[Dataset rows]
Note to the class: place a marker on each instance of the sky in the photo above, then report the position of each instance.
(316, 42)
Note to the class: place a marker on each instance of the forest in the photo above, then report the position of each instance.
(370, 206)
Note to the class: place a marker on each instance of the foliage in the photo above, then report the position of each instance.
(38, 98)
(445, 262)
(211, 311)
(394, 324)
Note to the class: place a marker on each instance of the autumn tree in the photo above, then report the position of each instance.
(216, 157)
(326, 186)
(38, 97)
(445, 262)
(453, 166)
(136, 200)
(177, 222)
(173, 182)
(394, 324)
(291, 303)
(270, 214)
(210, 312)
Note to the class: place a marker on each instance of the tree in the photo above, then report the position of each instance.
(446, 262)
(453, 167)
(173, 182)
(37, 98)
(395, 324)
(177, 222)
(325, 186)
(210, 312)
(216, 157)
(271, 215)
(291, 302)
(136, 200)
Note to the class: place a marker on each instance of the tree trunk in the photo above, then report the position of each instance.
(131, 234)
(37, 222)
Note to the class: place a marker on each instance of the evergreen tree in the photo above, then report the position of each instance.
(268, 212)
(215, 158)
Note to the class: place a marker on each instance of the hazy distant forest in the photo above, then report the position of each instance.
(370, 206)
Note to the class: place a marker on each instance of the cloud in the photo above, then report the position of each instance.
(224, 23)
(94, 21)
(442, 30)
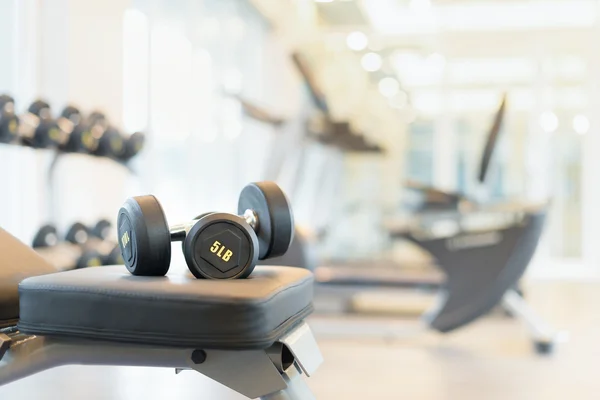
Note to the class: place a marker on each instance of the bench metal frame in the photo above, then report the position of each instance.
(270, 374)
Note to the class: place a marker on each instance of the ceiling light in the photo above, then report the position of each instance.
(388, 87)
(581, 124)
(399, 101)
(357, 41)
(371, 62)
(549, 121)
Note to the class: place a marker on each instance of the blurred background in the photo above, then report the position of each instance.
(356, 108)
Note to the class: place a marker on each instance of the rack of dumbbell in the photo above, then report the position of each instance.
(80, 246)
(68, 133)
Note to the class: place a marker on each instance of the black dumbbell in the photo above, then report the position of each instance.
(110, 141)
(9, 122)
(65, 255)
(80, 138)
(37, 128)
(100, 241)
(46, 236)
(216, 245)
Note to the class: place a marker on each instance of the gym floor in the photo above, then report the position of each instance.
(492, 359)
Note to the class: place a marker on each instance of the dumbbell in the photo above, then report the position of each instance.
(9, 122)
(99, 240)
(80, 138)
(37, 128)
(110, 141)
(215, 245)
(113, 143)
(64, 256)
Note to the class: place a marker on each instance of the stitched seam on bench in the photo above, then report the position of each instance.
(75, 289)
(306, 309)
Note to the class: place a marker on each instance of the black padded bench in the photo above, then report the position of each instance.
(248, 334)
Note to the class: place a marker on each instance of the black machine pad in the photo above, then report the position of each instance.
(107, 303)
(17, 262)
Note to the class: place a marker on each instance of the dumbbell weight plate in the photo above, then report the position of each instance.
(114, 257)
(96, 117)
(221, 246)
(46, 236)
(143, 236)
(40, 108)
(9, 125)
(275, 229)
(102, 229)
(77, 234)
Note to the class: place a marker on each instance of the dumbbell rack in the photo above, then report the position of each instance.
(46, 157)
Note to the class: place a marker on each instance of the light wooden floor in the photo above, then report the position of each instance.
(492, 359)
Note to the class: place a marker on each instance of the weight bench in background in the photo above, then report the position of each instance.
(248, 334)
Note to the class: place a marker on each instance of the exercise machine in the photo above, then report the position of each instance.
(247, 334)
(481, 250)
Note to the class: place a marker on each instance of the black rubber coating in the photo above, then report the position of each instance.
(221, 246)
(275, 229)
(78, 233)
(47, 135)
(37, 106)
(96, 117)
(203, 215)
(72, 113)
(47, 236)
(102, 229)
(9, 124)
(143, 236)
(114, 257)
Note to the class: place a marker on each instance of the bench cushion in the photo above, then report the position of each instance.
(17, 262)
(108, 303)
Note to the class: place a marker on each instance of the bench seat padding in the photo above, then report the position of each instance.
(17, 262)
(107, 303)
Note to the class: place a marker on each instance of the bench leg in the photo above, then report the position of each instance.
(274, 373)
(296, 389)
(543, 335)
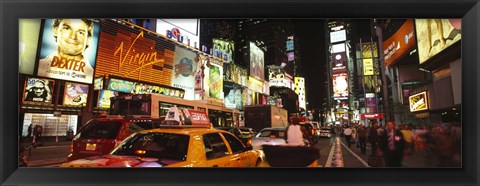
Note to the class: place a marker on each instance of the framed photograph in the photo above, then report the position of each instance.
(13, 94)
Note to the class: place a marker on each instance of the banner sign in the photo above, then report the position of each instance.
(68, 49)
(38, 90)
(399, 43)
(435, 35)
(134, 54)
(75, 94)
(418, 102)
(184, 69)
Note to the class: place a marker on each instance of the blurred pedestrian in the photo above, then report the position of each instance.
(296, 134)
(362, 132)
(348, 135)
(373, 138)
(392, 145)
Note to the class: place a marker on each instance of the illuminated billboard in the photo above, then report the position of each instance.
(68, 49)
(134, 54)
(300, 90)
(38, 90)
(368, 69)
(338, 36)
(418, 102)
(186, 31)
(184, 69)
(399, 44)
(223, 49)
(75, 94)
(435, 35)
(28, 32)
(104, 98)
(340, 85)
(339, 61)
(256, 62)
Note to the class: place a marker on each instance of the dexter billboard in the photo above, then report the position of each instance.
(400, 43)
(256, 62)
(68, 49)
(340, 86)
(418, 102)
(223, 49)
(435, 35)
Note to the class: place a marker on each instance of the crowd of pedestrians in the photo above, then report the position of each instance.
(438, 144)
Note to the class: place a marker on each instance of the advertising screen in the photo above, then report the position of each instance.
(68, 49)
(38, 90)
(233, 98)
(339, 62)
(184, 69)
(29, 32)
(104, 98)
(435, 35)
(223, 49)
(128, 52)
(340, 86)
(215, 82)
(338, 36)
(256, 62)
(186, 31)
(368, 69)
(75, 94)
(418, 102)
(400, 43)
(98, 83)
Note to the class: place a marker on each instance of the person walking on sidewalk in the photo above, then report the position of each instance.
(392, 145)
(348, 135)
(373, 138)
(362, 132)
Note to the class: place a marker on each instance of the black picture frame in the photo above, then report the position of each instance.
(11, 11)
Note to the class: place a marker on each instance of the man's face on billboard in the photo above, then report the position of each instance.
(39, 88)
(72, 36)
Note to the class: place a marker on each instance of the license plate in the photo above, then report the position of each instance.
(91, 146)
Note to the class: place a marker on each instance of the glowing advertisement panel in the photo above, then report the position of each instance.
(223, 49)
(75, 94)
(29, 32)
(256, 62)
(104, 98)
(340, 86)
(418, 102)
(435, 35)
(400, 43)
(186, 31)
(184, 69)
(38, 90)
(68, 49)
(368, 67)
(134, 54)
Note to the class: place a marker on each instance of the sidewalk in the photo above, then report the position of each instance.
(415, 160)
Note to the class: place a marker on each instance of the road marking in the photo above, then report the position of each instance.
(330, 156)
(355, 155)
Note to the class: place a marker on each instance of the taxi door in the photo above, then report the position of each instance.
(240, 155)
(217, 152)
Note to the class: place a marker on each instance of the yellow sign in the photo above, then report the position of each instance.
(368, 67)
(418, 102)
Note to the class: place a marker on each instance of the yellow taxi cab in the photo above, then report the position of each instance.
(186, 139)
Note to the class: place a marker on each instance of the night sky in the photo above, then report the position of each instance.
(311, 35)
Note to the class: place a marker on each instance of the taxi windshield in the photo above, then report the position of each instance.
(155, 145)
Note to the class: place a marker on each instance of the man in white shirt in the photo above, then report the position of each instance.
(348, 135)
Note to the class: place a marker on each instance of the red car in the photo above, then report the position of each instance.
(100, 136)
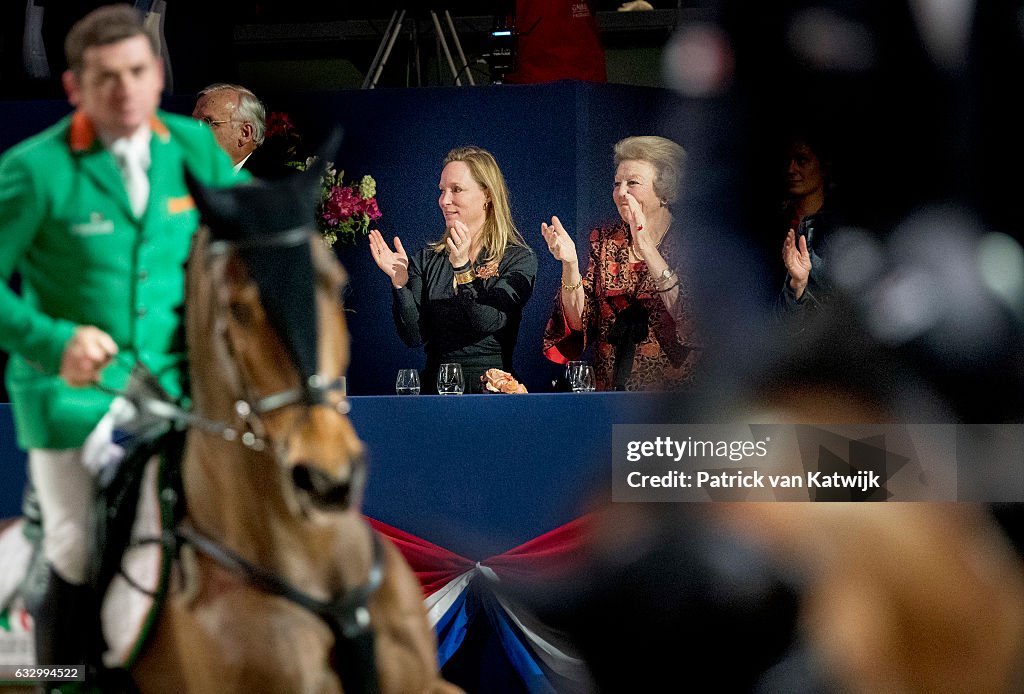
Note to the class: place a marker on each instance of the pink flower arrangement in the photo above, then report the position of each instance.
(346, 210)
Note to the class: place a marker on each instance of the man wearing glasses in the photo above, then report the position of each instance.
(238, 120)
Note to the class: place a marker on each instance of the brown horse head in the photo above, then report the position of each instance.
(267, 339)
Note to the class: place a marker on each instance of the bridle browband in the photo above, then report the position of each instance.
(346, 615)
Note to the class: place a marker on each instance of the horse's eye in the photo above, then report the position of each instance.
(242, 312)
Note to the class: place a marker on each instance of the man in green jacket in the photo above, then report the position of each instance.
(96, 219)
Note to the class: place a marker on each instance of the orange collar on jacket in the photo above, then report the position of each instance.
(83, 132)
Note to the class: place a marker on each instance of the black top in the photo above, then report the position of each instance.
(475, 324)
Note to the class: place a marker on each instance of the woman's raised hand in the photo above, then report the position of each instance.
(393, 263)
(798, 261)
(559, 242)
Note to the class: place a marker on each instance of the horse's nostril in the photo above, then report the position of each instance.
(325, 489)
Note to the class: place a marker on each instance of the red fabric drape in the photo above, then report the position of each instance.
(434, 566)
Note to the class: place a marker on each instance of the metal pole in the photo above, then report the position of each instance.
(443, 43)
(384, 49)
(458, 47)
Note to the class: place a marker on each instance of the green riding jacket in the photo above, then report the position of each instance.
(67, 227)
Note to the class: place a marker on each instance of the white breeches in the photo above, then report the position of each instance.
(65, 490)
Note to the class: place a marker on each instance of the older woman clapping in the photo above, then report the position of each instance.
(632, 300)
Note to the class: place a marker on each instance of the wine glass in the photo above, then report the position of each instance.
(580, 376)
(408, 382)
(450, 380)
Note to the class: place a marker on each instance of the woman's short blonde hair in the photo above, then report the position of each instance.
(499, 230)
(667, 158)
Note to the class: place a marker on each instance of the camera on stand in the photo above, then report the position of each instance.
(502, 48)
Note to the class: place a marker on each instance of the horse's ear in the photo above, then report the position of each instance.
(216, 208)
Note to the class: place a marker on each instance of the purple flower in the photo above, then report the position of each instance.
(371, 210)
(341, 204)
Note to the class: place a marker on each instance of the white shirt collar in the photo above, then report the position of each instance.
(135, 145)
(238, 167)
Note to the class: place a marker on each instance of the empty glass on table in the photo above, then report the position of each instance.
(450, 381)
(408, 382)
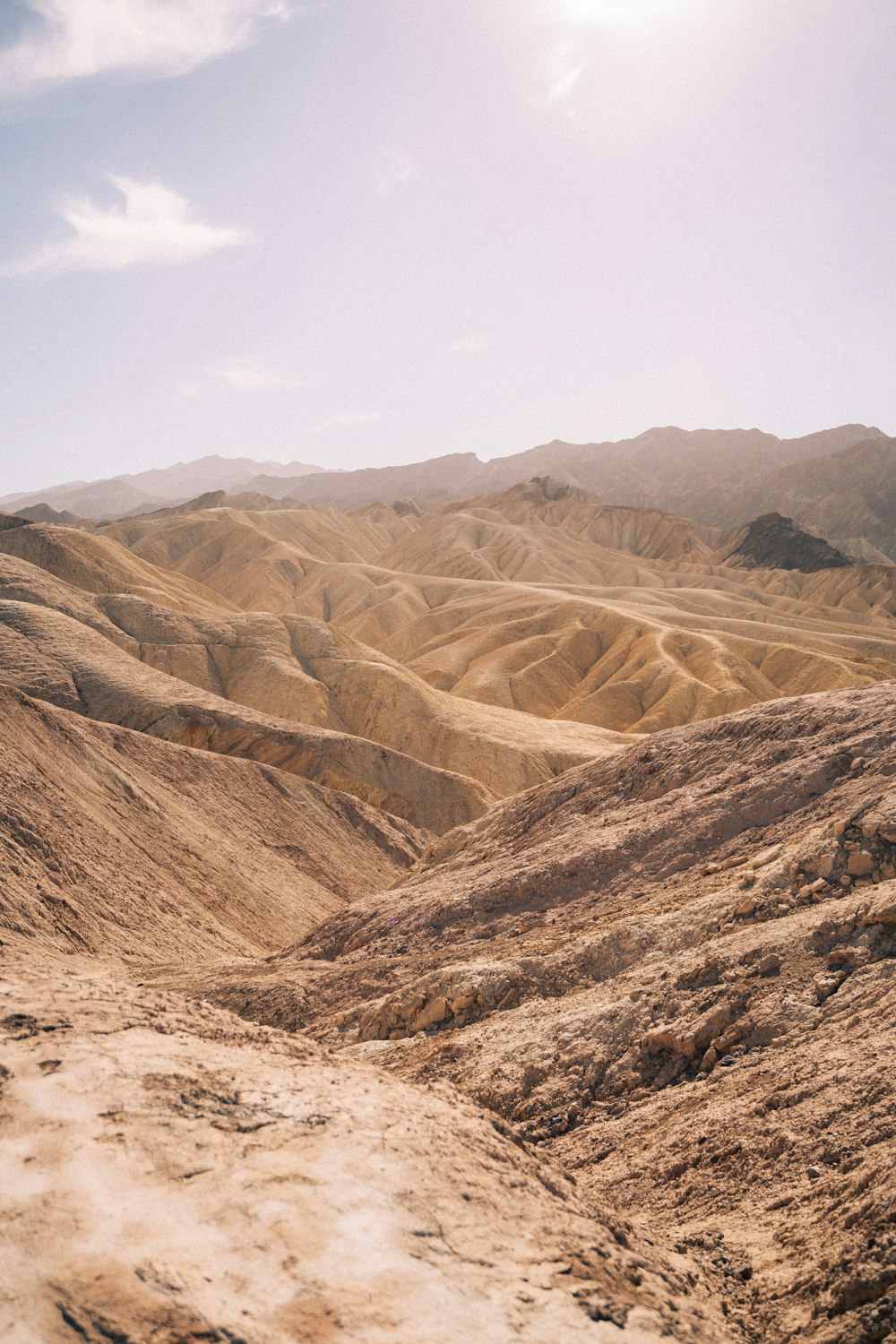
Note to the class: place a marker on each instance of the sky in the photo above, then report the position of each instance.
(367, 231)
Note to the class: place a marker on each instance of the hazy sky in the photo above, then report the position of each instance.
(367, 231)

**Stated exercise:** Leave out every picture and copy verbatim the lines running from the line containing "of the green" through the final line of the data.

**Response to this task:**
Note to the class: place a marker on each instance of the green riding jacket in the photo above, then report the position of each instance.
(67, 227)
Note to the class: place a marker on each instance of the white breeches in the photo above, then report the position of each instance.
(65, 490)
Note to the class: place a marker on each instance of the older woman clapping in the photo above, then report the position of each instance.
(632, 300)
Note to the class: place a marker on each instance of the wine glass in the photo above, then report the position of each instance.
(580, 376)
(408, 382)
(450, 380)
Note to the class: place a marker on each instance of the woman's short blonde hair in the photo above, then report the position of each instance.
(499, 230)
(667, 158)
Note to the class: place a marker on each instance of the camera on stand in the photo above, then report the position of each instance.
(502, 48)
Note to the class: place a marker on each instance of the horse's ear in the photo above, then report the position of each instance.
(216, 208)
Note to the class: place a marker on each instance of the purple flower in the photo above, then report the position of each instance.
(371, 210)
(341, 204)
Note to the class: place a marker on each instance of the white shirt collar in the photo above, then report the position of each instance.
(135, 145)
(238, 167)
Note to the class: place a marker on each instance of the empty glass on table in the photo above, then report the position of each instance.
(450, 381)
(408, 382)
Note to the class: place a marker on each instance of the sky in the photo above, then report the position of each instance.
(367, 231)
Note to the class: place a marker on each instance of the hazy sky in the photo above, then report the position of each instance.
(367, 231)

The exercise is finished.